Wallace Street Journal
Of silver kitty-cats and
God
David Bond
Editor, Silver Valley
Mining Journal
Sep 8, 2004
Numerous market analysts presume to receive their information
from God. We have never made such claims, but having
just received the ensuing missive (it was left on our back porch,
near the parrot food), we feel we are now ready to join that
august pantheon of Serious Market Analysts.
We pass it along with no comment.
Memorandum to:
Earth
From: Heaven:
Subject: The Third Commandment
Date: Later, Cabby
Dear Earth:
It has come to Our attention up here that several nation-states
temporarily leasing the third rock from the sun from Us are violating
the terms of their Lease Agreement, dated Aug. 31, 2000 BC. The
Lease Agreement, hereinafter the Ten Commandments (c.f. Decalogue)
and hereinafter the "Lease" and signed by both lessee
Earth and leaser Heaven (hereinafter the "Parties"),
states in relevant part:
"Thou shalt not take the name of the LORD thy God in vain;
for the LORD will not hold him guiltless that taketh his name
in vain."
A certain tribe of Earthlings, known hereinafter as Americans,
has invoked the phrase "In God We Trust" in a vain
endeavour to legitimatize a certain form of valueless paper scrip
known as the Federal Reserve Note which passes as a form of money
in contravention of other certain Commandments and the United
States Constitution, the latter of which states, in relevant
part:
"No state shall ...coin money; emit bills of credit; or
make anything but gold and silver coin a tender in payment of
debts." (Article I.10.1) and further defined by the U.S.

+ + +

PROBLEMS TO SOLVE:
[1] Check each of these statements against the column above. For each, answer yes or no and quote the deciding words from the column. (a) The missive was found on a back porch near the parrot food. (b) The Lease Agreement is dated Aug. 31, 2000 BC. (c) The writers say they have often claimed to receive their information from God.
[2] Repeat the passage of the column above between "Wallace Street Journal" and "with no comment.", inclusive, word for word.

RAW DATA:

+ + +

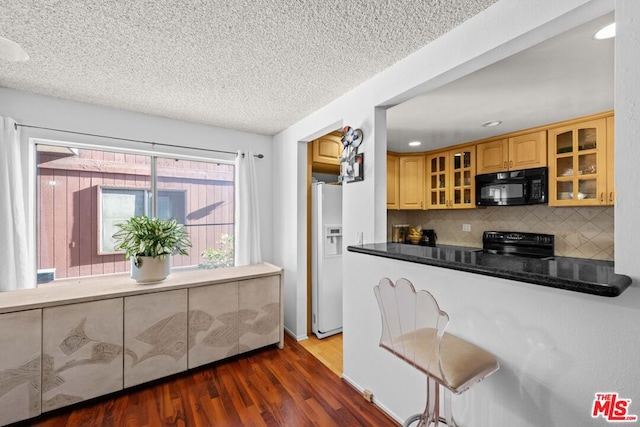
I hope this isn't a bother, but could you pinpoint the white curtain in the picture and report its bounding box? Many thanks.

+ + +

ANSWER LIST:
[1]
(a) Yes: "it was left on our back porch, near the parrot food"
(b) Yes: "dated Aug. 31, 2000 BC"
(c) No: "We have never made such claims"

[2]
Wallace Street Journal
Of silver kitty-cats and
God
David Bond
Editor, Silver Valley
Mining Journal
Sep 8, 2004
Numerous market analysts presume to receive their information
from God. We have never made such claims, but having
just received the ensuing missive (it was left on our back porch,
near the parrot food), we feel we are now ready to join that
august pantheon of Serious Market Analysts.
We pass it along with no comment.